Task description:
Leave out every picture, then transcribe the rest of the listing exactly.

□ □ □ □ □

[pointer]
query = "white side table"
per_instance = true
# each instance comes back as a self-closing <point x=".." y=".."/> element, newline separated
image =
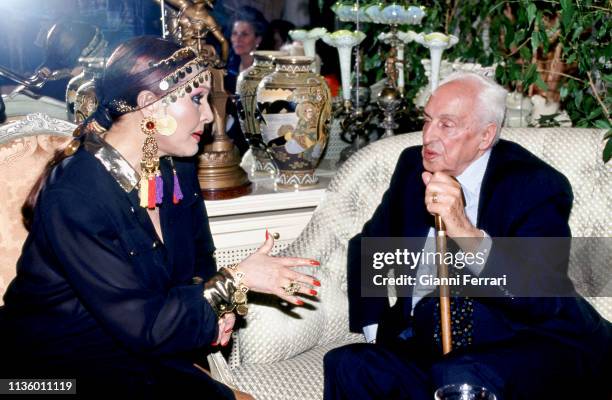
<point x="238" y="225"/>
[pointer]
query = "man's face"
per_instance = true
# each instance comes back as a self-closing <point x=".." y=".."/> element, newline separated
<point x="452" y="134"/>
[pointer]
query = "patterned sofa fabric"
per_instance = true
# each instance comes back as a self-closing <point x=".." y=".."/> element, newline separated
<point x="26" y="145"/>
<point x="278" y="346"/>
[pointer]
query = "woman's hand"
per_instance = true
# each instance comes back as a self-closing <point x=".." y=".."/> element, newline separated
<point x="272" y="275"/>
<point x="226" y="326"/>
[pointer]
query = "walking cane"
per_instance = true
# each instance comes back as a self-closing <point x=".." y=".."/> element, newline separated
<point x="444" y="290"/>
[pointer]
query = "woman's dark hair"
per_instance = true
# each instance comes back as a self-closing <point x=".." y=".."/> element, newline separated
<point x="126" y="74"/>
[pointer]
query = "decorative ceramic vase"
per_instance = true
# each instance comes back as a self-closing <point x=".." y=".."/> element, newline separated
<point x="246" y="88"/>
<point x="85" y="97"/>
<point x="73" y="85"/>
<point x="295" y="104"/>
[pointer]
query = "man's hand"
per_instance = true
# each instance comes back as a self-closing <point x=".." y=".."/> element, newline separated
<point x="443" y="197"/>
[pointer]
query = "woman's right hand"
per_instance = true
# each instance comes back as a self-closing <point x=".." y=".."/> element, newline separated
<point x="267" y="274"/>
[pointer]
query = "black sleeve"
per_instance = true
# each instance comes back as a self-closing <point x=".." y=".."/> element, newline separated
<point x="146" y="318"/>
<point x="364" y="311"/>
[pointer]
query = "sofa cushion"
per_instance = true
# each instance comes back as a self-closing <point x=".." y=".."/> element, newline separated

□ □ □ □ □

Output for this exercise:
[pointer]
query = "white side table"
per_instance = true
# each instance comes back as a self-closing <point x=".." y=".."/> element, newline separated
image =
<point x="238" y="225"/>
[pointer]
query = "man's face"
per_instance = true
# each instance comes back as a self-closing <point x=".." y=".."/> element, newline separated
<point x="452" y="134"/>
[pointer]
query = "patterned sofa fabric"
per_instance = true
# each instance comes back as a self-closing <point x=".." y=".."/> element, newline separated
<point x="26" y="145"/>
<point x="278" y="346"/>
[pointer]
query = "woman's hand"
per_instance = true
# each instance comes back as a self-closing <point x=".." y=".."/> element, newline separated
<point x="272" y="275"/>
<point x="226" y="326"/>
[pointer]
query = "walking cane"
per_instance = true
# each instance comes back as a self-closing <point x=".." y=".."/> element, newline separated
<point x="444" y="290"/>
[pointer]
query = "woman's dark hair"
per_instance = true
# each instance comes back as a self-closing <point x=".." y=".."/> element, newline separated
<point x="126" y="74"/>
[pointer]
query = "decorative ceramic vase"
per_instance = true
# each instance comes back as a self-closing <point x=".." y=".."/> element, newline separated
<point x="246" y="88"/>
<point x="85" y="97"/>
<point x="73" y="85"/>
<point x="295" y="104"/>
[pointer]
query = "man's hand"
per_instance = true
# each instance comes back as a self-closing <point x=".." y=".."/> element, newline separated
<point x="443" y="197"/>
[pointer]
query = "woman's right hand"
per_instance = true
# each instance comes back as a self-closing <point x=".." y=".."/> element, newline separated
<point x="267" y="274"/>
[pointer]
query = "black sleeve"
per_instance = true
# each instance comes back as a self-closing <point x=".." y=".."/> element, newline separated
<point x="146" y="318"/>
<point x="364" y="311"/>
[pointer]
query = "sofa cushion"
per_instance = true
# each instance comes back as a self-closing <point x=".." y=".."/> element, newline separated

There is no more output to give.